(Tugas yang Dikerjakan)
a - Pilih semua baris dalam catatan di bawah yang mengandung kata "cabinet", lalu salin baris-baris tersebut.
b - Tuliskan lanjutan berita di bawah tentang vonis mahkamah militer Pakistan terhadap para pendukung Imran Khan, dimulai setelah kalimat terakhirnya.

(Kutipan Pilihan)

※ ※ ※

Mahkamah militer di Pakistan hari Kamis (26/12) menjatuhkan hukuman penjara kepada 60 pendukung mantan PM Imran Khan yang dipenjarakan. Masa hukuman mereka berkisar dari dua hingga 10 tahun karena dituduh menyerang fasilitas-fasilitas militer.
Seorang keponakan Khan dan dua mantan perwira militer termasuk di antara mereka yang divonis bersalah, sebagaimana dilaporkan oleh media militer Pakistan. Khan, 72, dipenjarakan sejak Agustus 2023 dan menghadapi serangkaian tuduhan, termasuk di antaranya korupsi, penghasutan, dan menyulut kekerasan terhadap militer.
“Negara, pemerintah, dan angkatan bersenjata tetap teguh dalam komitmen mereka untuk menegakkan keadilan dan memastikan bahwa perintah pengadilan yang tidak dapat diganggu gugat tetap dipertahankan,” kata pernyataan militer.
Vonis itu dijatuhkan kurang dari sepekan setelah mahkamah militer menjatuhkan hukuman terhadap 25 anggota partainya Khan, Pakistan Tehreek-e-Insaf (PTI), atas tuduhan yang sama.

※ ※ ※

Catatan anotasi posisi:
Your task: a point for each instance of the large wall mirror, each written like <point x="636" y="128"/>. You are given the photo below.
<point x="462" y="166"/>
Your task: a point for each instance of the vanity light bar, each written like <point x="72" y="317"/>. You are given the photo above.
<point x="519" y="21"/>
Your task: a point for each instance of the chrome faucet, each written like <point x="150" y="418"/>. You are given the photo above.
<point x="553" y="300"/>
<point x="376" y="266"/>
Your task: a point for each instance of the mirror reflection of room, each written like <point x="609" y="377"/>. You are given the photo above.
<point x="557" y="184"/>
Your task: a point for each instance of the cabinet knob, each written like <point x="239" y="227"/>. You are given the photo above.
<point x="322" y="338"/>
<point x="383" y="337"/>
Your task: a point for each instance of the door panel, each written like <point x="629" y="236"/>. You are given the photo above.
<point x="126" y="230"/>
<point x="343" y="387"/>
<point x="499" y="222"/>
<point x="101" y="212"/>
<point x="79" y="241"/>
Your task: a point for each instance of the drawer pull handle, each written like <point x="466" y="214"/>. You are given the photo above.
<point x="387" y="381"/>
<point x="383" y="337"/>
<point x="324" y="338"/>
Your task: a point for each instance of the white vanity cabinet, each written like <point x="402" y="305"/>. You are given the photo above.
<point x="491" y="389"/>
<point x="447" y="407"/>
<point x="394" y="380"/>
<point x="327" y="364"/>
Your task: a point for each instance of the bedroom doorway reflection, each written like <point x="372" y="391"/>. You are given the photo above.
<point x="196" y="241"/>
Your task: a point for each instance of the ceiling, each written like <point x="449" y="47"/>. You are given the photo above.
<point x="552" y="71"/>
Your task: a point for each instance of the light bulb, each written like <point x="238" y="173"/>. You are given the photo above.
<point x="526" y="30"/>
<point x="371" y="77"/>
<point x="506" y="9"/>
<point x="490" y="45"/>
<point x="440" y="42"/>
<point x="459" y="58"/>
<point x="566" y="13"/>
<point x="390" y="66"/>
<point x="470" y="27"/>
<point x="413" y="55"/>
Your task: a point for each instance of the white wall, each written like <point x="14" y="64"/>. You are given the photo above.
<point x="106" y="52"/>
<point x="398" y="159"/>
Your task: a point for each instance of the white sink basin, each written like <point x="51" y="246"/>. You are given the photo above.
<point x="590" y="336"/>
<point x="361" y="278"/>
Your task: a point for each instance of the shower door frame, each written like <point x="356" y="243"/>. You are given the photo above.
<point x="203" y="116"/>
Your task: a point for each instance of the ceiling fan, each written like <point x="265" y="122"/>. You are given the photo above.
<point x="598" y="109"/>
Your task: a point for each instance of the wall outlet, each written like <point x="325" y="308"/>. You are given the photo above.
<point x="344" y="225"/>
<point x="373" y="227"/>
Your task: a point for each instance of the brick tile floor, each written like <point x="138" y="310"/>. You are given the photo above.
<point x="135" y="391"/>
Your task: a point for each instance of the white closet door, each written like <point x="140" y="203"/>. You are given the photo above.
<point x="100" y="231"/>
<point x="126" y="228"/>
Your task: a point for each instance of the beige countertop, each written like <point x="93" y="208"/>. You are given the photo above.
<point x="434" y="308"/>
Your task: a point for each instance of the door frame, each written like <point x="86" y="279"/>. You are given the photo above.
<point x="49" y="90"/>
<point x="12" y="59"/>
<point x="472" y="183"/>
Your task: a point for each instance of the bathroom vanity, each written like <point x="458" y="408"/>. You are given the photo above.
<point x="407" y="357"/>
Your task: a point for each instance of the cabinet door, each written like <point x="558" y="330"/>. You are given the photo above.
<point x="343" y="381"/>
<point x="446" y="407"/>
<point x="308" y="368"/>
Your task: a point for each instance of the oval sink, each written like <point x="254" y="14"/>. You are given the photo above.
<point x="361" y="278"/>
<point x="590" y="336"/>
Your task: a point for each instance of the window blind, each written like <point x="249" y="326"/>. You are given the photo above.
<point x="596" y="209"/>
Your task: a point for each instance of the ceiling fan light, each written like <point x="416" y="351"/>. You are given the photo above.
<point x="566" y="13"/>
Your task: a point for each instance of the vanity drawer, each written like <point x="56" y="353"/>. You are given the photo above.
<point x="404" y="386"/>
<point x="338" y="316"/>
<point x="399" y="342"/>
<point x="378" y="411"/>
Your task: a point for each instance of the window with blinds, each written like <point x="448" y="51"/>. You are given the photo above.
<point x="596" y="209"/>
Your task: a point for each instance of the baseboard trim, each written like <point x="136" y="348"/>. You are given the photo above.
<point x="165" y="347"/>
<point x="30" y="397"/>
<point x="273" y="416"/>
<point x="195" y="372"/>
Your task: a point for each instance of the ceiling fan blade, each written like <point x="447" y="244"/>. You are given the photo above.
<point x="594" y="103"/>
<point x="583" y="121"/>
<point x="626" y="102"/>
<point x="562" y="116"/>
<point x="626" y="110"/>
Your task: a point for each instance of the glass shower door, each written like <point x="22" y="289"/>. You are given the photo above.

※ ※ ※

(Daftar Jawaban)
a -
Your task: a point for each instance of the cabinet knob, each written like <point x="239" y="227"/>. You are given the photo above.
Your task: a point for each instance of the white vanity cabinet, each written like <point x="402" y="305"/>. You are given the photo above.
Your task: a point for each instance of the cabinet door, each written like <point x="558" y="330"/>. You are given the photo above.

b -
Tuduhan-tuduhan terhadap para pendukung Khan berasal dari protes di berbagai penjuru negara itu pada Mei 2023. Ketika itu, para demonstran menyerbu serta menjarah dan merusak beberapa instalasi militer dalam unjuk kemarahan publik yang belum pernah terjadi sebelumnya terhadap institusi Pakistan yang sangat berkuasa itu.
PTI menolak pengadilan militer yang bersifat “rahasia.” Khan dan para pembantunya membantah melakukan pelanggaran, dan mengatakan agen-agen dinas intelijen telah menyusup ke jajaran demonstran PTI “yang damai” dan melakukan perusakan untuk menjustifikasi penindakan keras pemerintah selanjutnya terhadap partai oposisi, tuduhan yang dibantah para pejabat pemerintah.
Vonis pekan lalu terhadap kelompok awal terdiri dari 25 anggota PTI berupa “hukuman penjara berat” hingga 10 tahun telah menuai reaksi keras internasional.
AS mendesak pihak berwenang Pakistan agar menghormati hak atas persidangan yang adil dan proses hukum yang sesuai dengan konstitusi negara.
“AS sangat khawatir karena warga sipil Pakistan telah dijatuhi hukuman oleh pengadilan militer … Mahkamah militer ini tidak memiliki independensi peradilan, transparansi, dan jaminan proses hukum,” kata pernyataan Departemen Luar Negeri AS, Senin.
Inggris juga mengkritik Pakistan karena mengajukan warga sipil ke pengadilan di Mahkamah militer, dengan mengatakan mereka tidak memiliki “transparansi, pengawasan independen” dan merusak “hak untuk mendapatkan persidangan yang adil.”
Uni Eropa mengecam hukuman terhadap warga sipil Pakistan oleh Mahkamah militer, menyebut itu sebagai praktik yang “tidak konsisten dengan kewajiban Pakistan di bawah Kovenan Internasional mengenai Hak-hak Sipil dan Politik.”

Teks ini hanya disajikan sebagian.